* Aim *
Rewrite the material below with "pixel coordinates" swapped for "x and y positions" and everything else left as it is.

***

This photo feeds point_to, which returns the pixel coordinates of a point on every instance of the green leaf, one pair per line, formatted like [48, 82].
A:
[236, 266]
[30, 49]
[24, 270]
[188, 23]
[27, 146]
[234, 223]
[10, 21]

***

* Solution for this task *
This photo feeds point_to, which returns the x and y positions of a point on every instance of the green leaf, one pair per line, formatted like [48, 82].
A:
[236, 266]
[30, 49]
[24, 270]
[188, 23]
[27, 146]
[234, 223]
[10, 21]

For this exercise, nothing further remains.